**Task objective**:
Each entry in the listing below should be restated word for word.

* start Records shown *

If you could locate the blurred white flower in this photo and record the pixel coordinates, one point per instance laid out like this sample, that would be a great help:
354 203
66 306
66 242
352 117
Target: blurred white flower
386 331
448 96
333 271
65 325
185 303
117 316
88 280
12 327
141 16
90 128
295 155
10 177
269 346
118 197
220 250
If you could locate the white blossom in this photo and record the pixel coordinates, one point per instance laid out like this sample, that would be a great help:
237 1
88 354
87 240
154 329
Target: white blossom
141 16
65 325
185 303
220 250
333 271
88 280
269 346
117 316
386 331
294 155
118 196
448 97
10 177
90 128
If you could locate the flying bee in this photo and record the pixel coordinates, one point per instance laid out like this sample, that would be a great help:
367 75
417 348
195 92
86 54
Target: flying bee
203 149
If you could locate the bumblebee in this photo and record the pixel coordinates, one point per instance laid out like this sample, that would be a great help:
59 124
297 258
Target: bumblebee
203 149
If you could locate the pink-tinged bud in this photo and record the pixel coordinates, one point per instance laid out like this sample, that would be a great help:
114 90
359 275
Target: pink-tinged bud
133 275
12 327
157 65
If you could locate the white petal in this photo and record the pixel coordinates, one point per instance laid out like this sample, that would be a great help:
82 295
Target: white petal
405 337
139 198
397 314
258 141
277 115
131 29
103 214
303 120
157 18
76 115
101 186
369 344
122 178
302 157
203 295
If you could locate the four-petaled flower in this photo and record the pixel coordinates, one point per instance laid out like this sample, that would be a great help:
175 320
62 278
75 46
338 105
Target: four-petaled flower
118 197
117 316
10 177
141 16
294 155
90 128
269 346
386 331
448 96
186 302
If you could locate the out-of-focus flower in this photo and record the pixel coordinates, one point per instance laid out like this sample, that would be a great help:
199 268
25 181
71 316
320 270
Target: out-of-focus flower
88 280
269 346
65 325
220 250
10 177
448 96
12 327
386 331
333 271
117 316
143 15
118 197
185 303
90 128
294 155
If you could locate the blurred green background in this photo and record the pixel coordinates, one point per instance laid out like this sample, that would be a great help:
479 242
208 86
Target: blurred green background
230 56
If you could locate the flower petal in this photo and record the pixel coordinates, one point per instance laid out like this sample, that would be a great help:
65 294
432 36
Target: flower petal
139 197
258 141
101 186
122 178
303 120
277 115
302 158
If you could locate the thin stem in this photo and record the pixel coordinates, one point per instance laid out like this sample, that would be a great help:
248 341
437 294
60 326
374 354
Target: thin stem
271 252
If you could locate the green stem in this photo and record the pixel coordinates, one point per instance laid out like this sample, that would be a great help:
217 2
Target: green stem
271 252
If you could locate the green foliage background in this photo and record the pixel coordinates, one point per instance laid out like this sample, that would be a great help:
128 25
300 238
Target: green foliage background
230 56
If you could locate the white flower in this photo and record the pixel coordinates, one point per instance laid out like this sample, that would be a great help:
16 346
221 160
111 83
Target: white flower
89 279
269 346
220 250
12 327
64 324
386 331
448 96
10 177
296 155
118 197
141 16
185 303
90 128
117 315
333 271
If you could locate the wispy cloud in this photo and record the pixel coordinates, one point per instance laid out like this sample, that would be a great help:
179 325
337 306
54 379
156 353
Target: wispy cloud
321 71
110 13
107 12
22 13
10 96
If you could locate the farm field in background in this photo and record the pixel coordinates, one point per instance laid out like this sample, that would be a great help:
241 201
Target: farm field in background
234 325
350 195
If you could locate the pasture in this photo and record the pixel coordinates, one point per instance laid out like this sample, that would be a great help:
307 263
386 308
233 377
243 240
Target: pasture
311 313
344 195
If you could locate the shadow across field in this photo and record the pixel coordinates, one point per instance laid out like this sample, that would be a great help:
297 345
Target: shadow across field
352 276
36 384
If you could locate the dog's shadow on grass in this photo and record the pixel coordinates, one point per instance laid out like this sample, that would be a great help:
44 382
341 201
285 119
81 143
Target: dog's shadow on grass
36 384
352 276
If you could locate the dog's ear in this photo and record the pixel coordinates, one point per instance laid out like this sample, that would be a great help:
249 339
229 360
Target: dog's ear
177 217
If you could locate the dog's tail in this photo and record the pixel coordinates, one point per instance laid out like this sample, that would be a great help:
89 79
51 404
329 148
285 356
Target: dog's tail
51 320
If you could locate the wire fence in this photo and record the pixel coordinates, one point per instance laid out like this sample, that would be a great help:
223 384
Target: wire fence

* end Records shown *

**Answer in full**:
If you could locate the blurred white flower in this photo and record the pixel coordinates, one point per instance laid out like this sample, that would be a great help:
354 203
66 306
66 242
352 117
Target: blurred white flower
386 331
448 96
333 271
65 325
185 303
117 316
88 280
12 327
141 16
90 128
295 155
10 177
269 346
118 197
220 250
If you could locate the white blossom in this photo and record the pixel coordinates, one point per instance laid out like this sample, that would be a great help:
237 1
88 354
87 240
154 329
Target: white blossom
141 16
65 325
185 303
220 250
333 271
88 280
269 346
117 316
386 331
294 155
118 196
448 97
10 177
90 128
If you could locate the flying bee in this photo and record the pixel coordinates, one point per instance laid out like this sample, that would be a great help:
367 75
417 348
195 92
86 54
Target: flying bee
203 149
If you could locate the bumblebee in this photo and record the pixel coordinates, one point per instance laid out like this sample, that would be a great help:
59 124
297 258
Target: bumblebee
203 149
If you could locate the pink-tinged bud in this photo and record the pixel coordinates, one point per instance laid out like this sample, that would be a great help:
114 90
359 275
Target: pink-tinged bud
133 275
12 327
157 65
If you could locate the white petal in this photo and record the pixel coordinates, one point per instance laid out like this sample, that would be a great help:
82 295
Target: white petal
405 337
139 198
397 314
258 141
277 115
131 29
103 214
303 120
157 18
76 115
101 186
369 344
122 178
302 157
203 295
If you could locate the four-petaled flower in this photo and record the pixel coordinates, one point per instance laid out like this sample, that would be a great help:
175 320
62 278
75 46
338 105
Target: four-petaled flower
118 197
117 316
10 177
141 16
294 155
90 128
269 346
386 331
448 96
186 302
If you could locate the out-of-focus flower in this photo and record the pixel coordinates, one point per instance laid out like this sample, that would be a great help:
199 268
25 181
71 316
320 270
Target: out-of-focus flower
88 280
269 346
65 325
220 250
10 177
448 96
12 327
386 331
333 271
117 316
143 15
118 197
185 303
90 128
294 155
If you could locate the blurred green background in this photo and record the pixel coordinates, one point per instance laid out like this sample, that would be a great help:
479 242
208 86
Target: blurred green background
230 56
If you could locate the flower petal in this photo and record the pixel coordinates, one point per instance laid out like this sample, that would be a great help:
65 294
432 36
Target: flower petal
139 197
258 141
101 186
122 178
303 120
277 115
302 158
If you could locate the thin stem in this photo and record the pixel coordinates, one point per instance laid out like this sample, that would be a great help:
248 341
437 294
60 326
374 354
Target: thin stem
271 252
If you could locate the green stem in this photo and record the pixel coordinates, one point per instance laid out like this sample, that would be a great help:
217 2
Target: green stem
271 252
If you could locate the green foliage background in this photo and record the pixel coordinates, one point per instance laid out like this sample, that would be a great help:
128 25
300 238
Target: green foliage background
230 56
If you could locate the white flower in this photo and record the pixel coordinates, one point per instance laid out like this sample, that would be a great help:
16 346
221 160
111 83
Target: white flower
89 279
269 346
220 250
12 327
64 324
386 331
448 96
10 177
296 155
118 197
141 16
185 303
90 128
117 315
333 271
If you could locate the wispy cloud in this photo and record the pixel coordinates, one point per instance laid out like this sample, that would be a great help:
179 325
337 306
54 379
156 353
Target: wispy cloud
321 71
110 13
107 12
22 13
10 96
If you could locate the farm field in background in this photo and record the pixel coordinates, one point per instance laid out like this sample, that would be a great help:
241 201
Target: farm field in background
234 325
350 195
If you could locate the pasture in this photo and record the pixel coordinates, one point per instance laid out like this sample, that would be a great help:
307 263
386 308
233 377
243 240
Target: pasture
311 313
344 195
If you could locate the shadow across field in this photo and record the pixel coordinates, one point per instance laid out like this sample, that would be a great help:
297 345
Target: shadow across field
352 276
36 384
If you could locate the dog's shadow on grass in this photo and record the pixel coordinates, one point per instance laid out like this sample, that would be a great help:
44 382
341 201
285 119
81 143
Target: dog's shadow on grass
36 384
352 276
If you could locate the dog's ear in this photo and record the pixel coordinates, one point per instance laid out like this sample, that would be a great help:
249 339
229 360
Target: dog's ear
177 217
If you could locate the dog's tail in this photo and record the pixel coordinates, one point per instance laid out like this sample, that would be a great help:
89 79
51 404
329 148
285 356
Target: dog's tail
51 320
If you could locate the wire fence in this photo and record the pixel coordinates, one point per instance laid out like this sample, that would be a great help:
223 384
Target: wire fence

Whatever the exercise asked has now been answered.